§ **EXERCISE TASK**
Show every line of the records below that contains the word "plate", copying each one in full.

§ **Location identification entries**
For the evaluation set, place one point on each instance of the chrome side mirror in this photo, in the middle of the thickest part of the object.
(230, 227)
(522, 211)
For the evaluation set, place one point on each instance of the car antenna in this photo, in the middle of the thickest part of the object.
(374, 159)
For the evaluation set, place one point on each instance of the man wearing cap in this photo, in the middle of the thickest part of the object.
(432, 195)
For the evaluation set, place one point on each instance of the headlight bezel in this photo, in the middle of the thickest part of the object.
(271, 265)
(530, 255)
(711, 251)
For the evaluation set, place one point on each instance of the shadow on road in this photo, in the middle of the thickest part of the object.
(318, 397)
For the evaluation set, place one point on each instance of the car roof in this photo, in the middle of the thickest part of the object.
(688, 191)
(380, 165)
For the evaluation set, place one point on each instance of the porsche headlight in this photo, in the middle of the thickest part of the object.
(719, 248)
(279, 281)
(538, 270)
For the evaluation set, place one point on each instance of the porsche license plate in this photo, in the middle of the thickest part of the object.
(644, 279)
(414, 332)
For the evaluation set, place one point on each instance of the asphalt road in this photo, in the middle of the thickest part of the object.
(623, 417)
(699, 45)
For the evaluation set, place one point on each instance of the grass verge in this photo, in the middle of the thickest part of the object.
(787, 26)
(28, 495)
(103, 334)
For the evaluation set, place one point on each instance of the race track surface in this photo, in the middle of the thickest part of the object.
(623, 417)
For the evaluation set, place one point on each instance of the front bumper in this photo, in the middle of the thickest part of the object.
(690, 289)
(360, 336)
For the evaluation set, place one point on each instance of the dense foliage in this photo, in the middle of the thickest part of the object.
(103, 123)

---

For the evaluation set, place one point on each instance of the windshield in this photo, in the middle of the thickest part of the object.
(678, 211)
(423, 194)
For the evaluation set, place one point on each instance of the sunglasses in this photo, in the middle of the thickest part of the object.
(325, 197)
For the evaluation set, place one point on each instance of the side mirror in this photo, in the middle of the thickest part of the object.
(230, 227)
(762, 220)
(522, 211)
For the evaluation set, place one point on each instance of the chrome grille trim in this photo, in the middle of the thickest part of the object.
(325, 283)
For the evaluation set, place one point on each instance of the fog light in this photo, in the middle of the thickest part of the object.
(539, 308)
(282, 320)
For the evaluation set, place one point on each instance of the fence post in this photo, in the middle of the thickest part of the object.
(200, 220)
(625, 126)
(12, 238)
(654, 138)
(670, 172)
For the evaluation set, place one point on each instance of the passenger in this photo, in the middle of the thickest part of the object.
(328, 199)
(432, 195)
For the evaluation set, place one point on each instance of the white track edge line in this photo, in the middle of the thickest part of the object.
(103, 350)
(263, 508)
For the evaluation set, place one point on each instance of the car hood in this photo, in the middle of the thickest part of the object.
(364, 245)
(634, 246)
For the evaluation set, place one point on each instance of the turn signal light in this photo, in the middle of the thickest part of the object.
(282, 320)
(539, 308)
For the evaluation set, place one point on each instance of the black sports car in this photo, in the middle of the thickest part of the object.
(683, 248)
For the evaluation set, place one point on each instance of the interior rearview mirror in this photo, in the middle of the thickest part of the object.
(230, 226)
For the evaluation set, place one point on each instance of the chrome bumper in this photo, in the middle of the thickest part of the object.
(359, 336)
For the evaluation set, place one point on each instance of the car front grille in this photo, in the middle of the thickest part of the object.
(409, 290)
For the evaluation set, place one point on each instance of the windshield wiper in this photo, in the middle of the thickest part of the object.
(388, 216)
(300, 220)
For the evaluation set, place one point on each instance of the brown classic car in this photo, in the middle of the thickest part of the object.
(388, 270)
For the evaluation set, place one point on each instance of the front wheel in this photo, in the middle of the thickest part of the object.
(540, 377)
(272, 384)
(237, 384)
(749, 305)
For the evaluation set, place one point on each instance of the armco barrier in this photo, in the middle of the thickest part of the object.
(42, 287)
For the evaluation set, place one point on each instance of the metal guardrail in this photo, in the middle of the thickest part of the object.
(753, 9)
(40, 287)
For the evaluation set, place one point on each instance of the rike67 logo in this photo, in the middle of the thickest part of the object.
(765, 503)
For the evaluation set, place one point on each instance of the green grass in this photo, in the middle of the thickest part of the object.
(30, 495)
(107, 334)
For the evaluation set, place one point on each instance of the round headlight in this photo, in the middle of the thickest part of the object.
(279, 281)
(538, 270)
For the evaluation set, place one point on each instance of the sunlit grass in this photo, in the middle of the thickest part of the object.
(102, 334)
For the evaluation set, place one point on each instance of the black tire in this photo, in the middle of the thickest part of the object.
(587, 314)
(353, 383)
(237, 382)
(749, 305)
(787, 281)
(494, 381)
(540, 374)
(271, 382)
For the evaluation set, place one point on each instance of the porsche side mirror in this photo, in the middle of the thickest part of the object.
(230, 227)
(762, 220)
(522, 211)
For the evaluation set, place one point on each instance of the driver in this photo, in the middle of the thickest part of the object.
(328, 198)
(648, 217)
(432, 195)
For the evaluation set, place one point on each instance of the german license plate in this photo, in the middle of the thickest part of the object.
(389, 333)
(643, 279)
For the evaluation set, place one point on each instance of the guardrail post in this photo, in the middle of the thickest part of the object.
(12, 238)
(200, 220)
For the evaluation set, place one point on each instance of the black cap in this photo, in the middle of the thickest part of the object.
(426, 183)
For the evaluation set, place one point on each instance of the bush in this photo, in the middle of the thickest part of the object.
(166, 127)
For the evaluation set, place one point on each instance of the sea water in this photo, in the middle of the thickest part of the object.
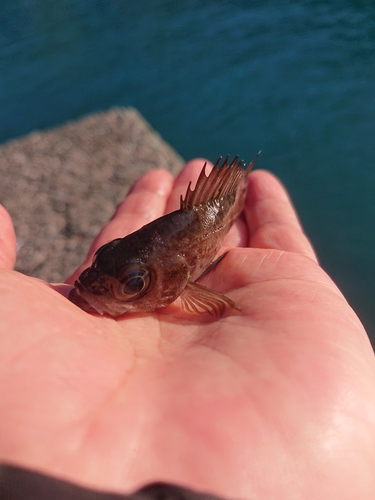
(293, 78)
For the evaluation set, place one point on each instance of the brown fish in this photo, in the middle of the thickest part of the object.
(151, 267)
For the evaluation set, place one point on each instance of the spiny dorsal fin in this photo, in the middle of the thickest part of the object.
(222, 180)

§ **FULL ANSWER**
For the evaluation set, place one point on each instance of the porsche license plate in this photo, in the middle of the thickest part of the object.
For the evaluation set, place one point on each instance of the german license plate in this photo, in the middle of the thickest part of the object.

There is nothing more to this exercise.